**INFORMATION:**
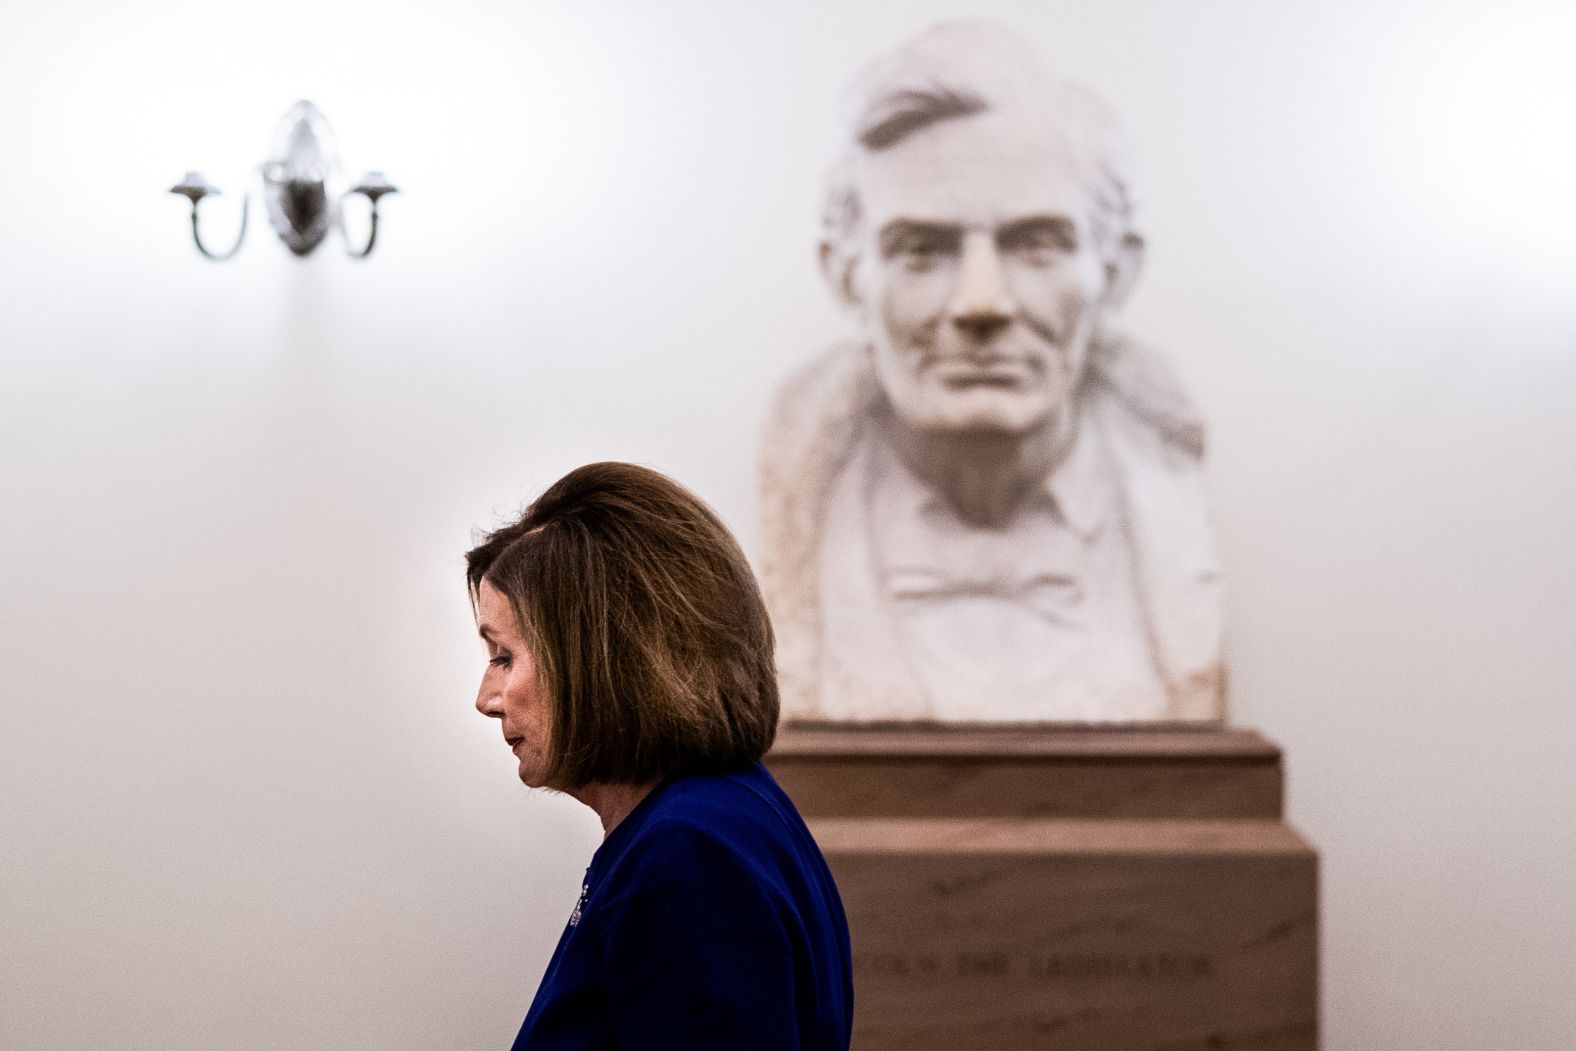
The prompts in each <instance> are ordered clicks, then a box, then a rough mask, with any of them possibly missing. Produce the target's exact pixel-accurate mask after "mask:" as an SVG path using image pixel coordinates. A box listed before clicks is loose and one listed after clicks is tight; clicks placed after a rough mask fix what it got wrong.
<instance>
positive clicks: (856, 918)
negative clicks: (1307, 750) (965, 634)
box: [768, 726, 1318, 1051]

**REQUIRED ACTION:**
Please render the data above as a numbered list with one item per line, skipping blank lines and leaving out the pictures.

**EXPECTED OUTPUT:**
1. The prompts in each <instance> are ordered clicks, then a box, then a rough mask, with any of them possibly missing. Produce the target's exact pixel-accurate mask after "mask:" as an SVG path using image pixel coordinates. A box listed before clicks is loose and one listed after clicks is tight; clicks placed after a rough mask fix what it got wrong.
2. <instance>
3. positive clicks: (856, 918)
4. negative clicks: (1307, 750) (965, 634)
5. box: [768, 726, 1318, 1051]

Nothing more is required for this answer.